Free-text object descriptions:
══════════════════════════════
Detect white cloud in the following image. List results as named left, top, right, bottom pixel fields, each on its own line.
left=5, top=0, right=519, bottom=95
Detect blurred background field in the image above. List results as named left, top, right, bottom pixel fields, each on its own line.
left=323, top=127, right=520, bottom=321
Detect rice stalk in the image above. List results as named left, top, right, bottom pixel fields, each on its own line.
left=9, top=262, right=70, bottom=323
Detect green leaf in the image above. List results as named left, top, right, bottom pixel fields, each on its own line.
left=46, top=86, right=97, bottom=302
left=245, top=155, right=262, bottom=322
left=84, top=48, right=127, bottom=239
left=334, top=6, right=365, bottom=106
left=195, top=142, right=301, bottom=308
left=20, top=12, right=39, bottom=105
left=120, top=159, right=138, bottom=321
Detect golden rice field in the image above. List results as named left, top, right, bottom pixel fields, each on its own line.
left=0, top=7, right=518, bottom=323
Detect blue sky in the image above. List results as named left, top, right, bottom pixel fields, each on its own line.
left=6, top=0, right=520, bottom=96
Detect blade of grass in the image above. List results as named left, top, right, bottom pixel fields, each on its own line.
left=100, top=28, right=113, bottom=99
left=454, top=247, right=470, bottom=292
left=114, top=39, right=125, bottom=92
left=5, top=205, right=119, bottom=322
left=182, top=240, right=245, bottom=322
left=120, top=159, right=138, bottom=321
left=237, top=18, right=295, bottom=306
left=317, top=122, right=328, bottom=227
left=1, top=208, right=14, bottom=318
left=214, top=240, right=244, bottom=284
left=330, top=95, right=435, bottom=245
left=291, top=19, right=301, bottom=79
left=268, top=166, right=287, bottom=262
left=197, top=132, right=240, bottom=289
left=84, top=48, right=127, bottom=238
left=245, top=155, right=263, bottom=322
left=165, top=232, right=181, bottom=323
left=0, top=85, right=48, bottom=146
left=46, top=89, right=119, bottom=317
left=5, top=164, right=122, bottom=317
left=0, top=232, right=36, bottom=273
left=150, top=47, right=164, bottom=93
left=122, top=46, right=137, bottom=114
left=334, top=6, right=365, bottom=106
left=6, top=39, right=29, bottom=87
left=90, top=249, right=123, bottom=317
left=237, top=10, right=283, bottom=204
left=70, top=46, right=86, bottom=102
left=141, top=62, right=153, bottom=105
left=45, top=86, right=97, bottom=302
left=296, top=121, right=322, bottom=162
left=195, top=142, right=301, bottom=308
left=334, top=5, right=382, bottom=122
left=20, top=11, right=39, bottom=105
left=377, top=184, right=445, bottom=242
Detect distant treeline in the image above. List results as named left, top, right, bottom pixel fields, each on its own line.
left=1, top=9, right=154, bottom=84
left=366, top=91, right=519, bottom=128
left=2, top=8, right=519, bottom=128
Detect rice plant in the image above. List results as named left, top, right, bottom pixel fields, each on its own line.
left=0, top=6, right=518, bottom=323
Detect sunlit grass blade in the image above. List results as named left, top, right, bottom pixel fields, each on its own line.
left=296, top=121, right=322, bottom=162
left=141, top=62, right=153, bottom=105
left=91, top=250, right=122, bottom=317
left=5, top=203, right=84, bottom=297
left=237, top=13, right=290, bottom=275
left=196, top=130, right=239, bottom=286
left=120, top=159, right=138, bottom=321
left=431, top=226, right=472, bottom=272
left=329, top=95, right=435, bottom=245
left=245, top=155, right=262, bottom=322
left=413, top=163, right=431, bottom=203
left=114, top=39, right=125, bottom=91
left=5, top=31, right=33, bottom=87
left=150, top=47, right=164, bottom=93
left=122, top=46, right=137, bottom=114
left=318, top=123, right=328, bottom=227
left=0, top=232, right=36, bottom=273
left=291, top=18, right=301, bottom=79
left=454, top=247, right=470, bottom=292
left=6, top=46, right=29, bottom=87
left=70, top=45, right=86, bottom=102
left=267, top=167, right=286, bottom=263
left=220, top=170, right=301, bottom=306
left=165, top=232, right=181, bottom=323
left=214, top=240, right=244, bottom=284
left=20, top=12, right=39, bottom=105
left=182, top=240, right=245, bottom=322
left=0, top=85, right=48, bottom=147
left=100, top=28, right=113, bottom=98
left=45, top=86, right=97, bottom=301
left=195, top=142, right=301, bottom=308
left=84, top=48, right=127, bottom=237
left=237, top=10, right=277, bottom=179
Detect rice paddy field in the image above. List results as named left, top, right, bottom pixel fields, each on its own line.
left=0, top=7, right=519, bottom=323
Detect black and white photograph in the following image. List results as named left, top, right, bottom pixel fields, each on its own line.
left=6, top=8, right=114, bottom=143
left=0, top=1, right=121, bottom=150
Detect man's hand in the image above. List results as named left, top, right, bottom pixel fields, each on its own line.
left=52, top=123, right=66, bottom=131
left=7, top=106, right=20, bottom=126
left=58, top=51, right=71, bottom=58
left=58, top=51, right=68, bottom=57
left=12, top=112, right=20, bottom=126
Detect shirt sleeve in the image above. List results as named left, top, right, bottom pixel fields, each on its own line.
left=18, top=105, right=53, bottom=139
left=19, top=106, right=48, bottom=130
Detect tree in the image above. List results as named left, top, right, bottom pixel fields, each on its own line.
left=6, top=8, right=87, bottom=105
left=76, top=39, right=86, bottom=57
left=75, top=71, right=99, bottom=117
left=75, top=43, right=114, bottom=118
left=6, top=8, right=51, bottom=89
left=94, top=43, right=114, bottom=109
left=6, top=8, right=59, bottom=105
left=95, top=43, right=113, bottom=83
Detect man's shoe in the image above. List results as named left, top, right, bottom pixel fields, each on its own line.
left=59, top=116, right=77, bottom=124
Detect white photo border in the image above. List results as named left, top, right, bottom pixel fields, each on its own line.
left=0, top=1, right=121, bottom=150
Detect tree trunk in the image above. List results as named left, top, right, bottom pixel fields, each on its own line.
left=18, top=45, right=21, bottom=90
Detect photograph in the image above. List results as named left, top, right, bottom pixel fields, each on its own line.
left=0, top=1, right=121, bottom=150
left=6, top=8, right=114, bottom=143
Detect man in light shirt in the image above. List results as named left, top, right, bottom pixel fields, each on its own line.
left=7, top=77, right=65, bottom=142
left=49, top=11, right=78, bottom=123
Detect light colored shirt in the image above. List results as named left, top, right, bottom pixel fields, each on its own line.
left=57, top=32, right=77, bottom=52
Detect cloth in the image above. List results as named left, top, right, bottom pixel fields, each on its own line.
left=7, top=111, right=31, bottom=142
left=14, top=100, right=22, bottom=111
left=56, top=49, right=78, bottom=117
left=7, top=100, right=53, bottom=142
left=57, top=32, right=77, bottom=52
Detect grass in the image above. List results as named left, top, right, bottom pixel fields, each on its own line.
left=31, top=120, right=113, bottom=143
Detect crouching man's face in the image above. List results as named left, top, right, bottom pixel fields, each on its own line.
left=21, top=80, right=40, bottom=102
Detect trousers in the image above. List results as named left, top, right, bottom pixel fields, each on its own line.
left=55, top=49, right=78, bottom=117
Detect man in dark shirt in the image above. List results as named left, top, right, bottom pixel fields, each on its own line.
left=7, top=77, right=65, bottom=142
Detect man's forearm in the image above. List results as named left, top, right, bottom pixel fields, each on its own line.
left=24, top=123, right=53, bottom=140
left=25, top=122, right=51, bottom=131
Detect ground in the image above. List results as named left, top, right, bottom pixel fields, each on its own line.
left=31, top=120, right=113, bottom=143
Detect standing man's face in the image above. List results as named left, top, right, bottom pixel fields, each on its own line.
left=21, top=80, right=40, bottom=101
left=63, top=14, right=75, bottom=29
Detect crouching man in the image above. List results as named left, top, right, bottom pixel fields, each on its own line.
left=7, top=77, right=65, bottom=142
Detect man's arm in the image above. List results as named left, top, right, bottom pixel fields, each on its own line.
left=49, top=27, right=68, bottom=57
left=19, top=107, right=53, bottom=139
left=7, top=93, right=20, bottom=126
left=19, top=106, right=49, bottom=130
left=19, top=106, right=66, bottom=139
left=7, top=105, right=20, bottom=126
══════════════════════════════
PROBLEM TO WORK ON: One line above contains "Detect cloth in". Output that line and each one after it, word for word, and nothing else.

WRITTEN SOLUTION:
Detect cloth in the image above. List results as named left, top, right, bottom pixel fields, each on its own line.
left=7, top=111, right=31, bottom=142
left=14, top=100, right=22, bottom=111
left=56, top=49, right=78, bottom=117
left=7, top=100, right=53, bottom=142
left=57, top=32, right=77, bottom=52
Detect grass in the image above. List results as named left, top, right, bottom pixel fields, each on its own line.
left=31, top=120, right=113, bottom=143
Detect crouching man's face in the image above. List results as named left, top, right, bottom pixel fields, each on its own line.
left=21, top=80, right=40, bottom=102
Detect trousers in the image above. List results as named left, top, right, bottom pixel fields, each on its own line.
left=55, top=49, right=78, bottom=117
Detect man in dark shirt in the image above. List results as named left, top, right, bottom pixel fields, each on its own line.
left=7, top=77, right=65, bottom=142
Detect man's forearm in the image above. List results as named left, top, right, bottom pixel fields, each on its own line.
left=24, top=123, right=53, bottom=140
left=25, top=122, right=51, bottom=131
Detect ground in the image above. List results as named left, top, right, bottom pixel fields, each on its own line.
left=31, top=120, right=113, bottom=143
Detect standing man's face in the image above. List results as named left, top, right, bottom pixel fields, each on its own line.
left=21, top=80, right=40, bottom=101
left=63, top=14, right=75, bottom=29
Detect crouching man in the image above. List results as named left, top, right, bottom pixel fields, each on its own line.
left=7, top=77, right=65, bottom=142
Detect man's arm in the image above. List results as named left, top, right, bottom pixel fields, each on its own line.
left=49, top=27, right=68, bottom=57
left=19, top=107, right=53, bottom=139
left=7, top=93, right=20, bottom=126
left=19, top=106, right=49, bottom=130
left=19, top=106, right=66, bottom=139
left=7, top=105, right=20, bottom=126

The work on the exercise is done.